Excerpts from a dataset
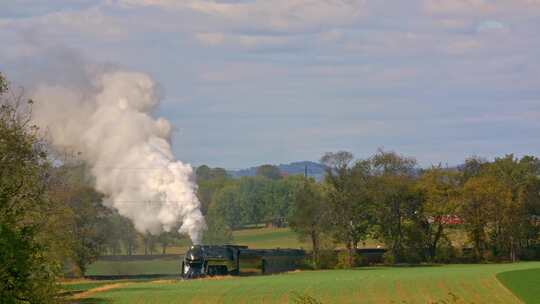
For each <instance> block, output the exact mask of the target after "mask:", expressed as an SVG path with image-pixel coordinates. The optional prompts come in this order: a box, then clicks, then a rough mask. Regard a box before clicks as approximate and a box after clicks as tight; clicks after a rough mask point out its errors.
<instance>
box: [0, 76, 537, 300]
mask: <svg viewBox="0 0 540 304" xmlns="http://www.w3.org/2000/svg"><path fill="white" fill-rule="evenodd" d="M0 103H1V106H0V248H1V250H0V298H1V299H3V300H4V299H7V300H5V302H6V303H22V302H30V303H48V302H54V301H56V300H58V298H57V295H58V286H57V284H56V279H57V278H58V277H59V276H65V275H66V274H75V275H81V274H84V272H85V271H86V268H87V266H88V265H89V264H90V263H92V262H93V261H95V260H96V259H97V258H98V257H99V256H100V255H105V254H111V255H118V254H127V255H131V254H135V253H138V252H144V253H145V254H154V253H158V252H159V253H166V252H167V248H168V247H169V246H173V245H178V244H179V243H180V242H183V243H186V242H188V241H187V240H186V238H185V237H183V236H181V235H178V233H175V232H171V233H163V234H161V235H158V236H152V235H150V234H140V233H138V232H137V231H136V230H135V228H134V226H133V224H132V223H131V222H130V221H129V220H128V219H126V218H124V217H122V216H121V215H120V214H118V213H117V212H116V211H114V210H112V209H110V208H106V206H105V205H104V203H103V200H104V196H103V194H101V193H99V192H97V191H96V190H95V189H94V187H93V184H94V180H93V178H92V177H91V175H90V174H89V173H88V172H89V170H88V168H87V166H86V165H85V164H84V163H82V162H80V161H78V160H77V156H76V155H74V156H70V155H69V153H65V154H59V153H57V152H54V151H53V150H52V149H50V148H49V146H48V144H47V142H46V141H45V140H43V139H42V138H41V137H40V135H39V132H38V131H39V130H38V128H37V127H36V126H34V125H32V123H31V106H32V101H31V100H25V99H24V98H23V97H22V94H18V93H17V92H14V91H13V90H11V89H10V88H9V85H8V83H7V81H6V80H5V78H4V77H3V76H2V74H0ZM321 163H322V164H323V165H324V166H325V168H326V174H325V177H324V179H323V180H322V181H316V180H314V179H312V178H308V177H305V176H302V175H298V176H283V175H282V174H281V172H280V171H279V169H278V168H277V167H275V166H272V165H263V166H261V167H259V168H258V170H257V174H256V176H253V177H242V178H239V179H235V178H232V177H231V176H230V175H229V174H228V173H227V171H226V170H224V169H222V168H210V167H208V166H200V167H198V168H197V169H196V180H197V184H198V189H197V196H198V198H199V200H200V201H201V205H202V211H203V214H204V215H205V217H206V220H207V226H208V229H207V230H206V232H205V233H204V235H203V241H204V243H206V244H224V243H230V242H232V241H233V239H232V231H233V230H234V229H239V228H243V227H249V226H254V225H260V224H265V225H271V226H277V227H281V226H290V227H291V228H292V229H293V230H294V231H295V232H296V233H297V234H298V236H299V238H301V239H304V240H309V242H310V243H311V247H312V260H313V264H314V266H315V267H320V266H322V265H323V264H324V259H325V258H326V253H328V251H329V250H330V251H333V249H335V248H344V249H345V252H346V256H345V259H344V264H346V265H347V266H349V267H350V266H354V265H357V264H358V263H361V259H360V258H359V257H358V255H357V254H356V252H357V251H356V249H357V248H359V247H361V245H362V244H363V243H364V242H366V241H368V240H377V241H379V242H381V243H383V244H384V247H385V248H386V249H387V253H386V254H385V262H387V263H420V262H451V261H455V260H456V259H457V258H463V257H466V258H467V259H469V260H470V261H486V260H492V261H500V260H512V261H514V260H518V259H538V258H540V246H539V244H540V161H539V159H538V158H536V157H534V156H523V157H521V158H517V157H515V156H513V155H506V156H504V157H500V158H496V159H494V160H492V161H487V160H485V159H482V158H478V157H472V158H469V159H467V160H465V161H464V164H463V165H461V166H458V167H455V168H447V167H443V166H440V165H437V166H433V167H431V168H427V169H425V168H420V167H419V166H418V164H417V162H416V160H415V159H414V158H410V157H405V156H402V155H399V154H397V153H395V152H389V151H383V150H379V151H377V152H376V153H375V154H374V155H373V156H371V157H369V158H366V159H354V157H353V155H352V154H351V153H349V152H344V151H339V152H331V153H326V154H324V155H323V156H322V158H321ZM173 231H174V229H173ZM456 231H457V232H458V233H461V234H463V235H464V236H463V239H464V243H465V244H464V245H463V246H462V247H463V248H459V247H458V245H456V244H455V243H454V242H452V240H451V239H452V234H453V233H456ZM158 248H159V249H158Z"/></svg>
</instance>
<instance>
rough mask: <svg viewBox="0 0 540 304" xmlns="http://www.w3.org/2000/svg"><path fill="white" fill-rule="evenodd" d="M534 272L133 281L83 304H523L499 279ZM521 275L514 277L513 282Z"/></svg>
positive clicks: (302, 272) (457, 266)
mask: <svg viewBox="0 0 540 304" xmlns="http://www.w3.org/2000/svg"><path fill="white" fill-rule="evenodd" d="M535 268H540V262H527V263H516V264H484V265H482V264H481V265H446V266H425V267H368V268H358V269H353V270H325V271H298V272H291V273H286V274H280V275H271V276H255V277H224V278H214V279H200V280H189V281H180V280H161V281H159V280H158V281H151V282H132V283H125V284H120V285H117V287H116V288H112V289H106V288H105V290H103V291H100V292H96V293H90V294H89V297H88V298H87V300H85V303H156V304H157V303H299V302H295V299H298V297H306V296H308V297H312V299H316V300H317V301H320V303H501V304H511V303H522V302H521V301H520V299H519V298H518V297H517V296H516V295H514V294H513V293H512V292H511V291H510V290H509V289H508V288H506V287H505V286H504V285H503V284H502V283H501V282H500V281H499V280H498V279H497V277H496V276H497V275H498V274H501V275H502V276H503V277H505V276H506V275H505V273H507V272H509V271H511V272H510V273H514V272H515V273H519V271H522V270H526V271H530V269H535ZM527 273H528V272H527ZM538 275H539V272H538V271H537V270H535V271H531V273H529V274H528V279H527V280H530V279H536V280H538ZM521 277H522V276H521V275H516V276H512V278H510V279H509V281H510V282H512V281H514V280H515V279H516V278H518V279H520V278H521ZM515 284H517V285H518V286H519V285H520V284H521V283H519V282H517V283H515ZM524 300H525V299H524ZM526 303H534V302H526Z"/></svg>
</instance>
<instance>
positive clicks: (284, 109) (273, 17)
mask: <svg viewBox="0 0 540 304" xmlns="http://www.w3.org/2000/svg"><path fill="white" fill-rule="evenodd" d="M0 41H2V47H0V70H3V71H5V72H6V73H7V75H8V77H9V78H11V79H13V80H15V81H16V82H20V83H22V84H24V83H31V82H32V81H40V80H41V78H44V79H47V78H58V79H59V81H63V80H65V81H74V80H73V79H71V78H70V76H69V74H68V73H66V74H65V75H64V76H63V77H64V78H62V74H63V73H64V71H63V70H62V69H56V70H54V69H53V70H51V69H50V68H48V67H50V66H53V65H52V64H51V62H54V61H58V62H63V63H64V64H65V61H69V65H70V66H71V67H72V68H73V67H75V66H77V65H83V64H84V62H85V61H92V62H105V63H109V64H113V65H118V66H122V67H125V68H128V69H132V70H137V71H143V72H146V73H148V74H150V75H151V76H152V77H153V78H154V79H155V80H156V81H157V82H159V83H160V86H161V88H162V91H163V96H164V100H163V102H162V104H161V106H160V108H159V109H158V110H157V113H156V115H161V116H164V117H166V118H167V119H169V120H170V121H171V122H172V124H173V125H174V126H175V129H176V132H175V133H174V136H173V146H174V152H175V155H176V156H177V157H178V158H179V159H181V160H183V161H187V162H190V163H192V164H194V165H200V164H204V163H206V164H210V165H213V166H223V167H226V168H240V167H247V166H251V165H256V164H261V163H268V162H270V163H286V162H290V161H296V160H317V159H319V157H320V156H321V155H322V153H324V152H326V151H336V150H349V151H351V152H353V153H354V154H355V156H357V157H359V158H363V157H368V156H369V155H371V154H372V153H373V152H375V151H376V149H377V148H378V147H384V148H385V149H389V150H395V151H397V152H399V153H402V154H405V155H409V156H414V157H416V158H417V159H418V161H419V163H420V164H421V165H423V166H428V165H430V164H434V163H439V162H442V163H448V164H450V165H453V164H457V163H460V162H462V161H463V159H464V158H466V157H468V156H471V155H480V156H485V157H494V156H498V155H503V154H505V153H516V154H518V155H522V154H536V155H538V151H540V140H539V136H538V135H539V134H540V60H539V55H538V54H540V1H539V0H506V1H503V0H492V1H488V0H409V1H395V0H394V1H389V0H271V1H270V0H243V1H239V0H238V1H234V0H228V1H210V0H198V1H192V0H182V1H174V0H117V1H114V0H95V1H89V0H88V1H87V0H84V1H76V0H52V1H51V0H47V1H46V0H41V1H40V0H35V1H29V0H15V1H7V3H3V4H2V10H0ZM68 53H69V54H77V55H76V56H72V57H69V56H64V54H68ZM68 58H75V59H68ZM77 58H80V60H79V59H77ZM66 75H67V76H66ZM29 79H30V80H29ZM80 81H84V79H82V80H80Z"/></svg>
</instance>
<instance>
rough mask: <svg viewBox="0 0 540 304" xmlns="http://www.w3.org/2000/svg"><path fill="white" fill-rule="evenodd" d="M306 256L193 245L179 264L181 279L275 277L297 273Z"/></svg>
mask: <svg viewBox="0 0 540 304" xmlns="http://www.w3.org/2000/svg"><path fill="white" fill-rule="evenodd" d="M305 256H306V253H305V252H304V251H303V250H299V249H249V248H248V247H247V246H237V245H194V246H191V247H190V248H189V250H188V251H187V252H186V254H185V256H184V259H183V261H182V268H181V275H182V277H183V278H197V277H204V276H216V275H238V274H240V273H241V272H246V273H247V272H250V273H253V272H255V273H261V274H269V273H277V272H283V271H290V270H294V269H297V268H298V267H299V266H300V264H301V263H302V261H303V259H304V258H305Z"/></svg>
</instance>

- [Task directions]
Show each line of the material above that contains the string "positive", matching case exactly.

- [Final answer]
positive clicks: (302, 272) (457, 266)
positive clicks: (284, 109) (273, 17)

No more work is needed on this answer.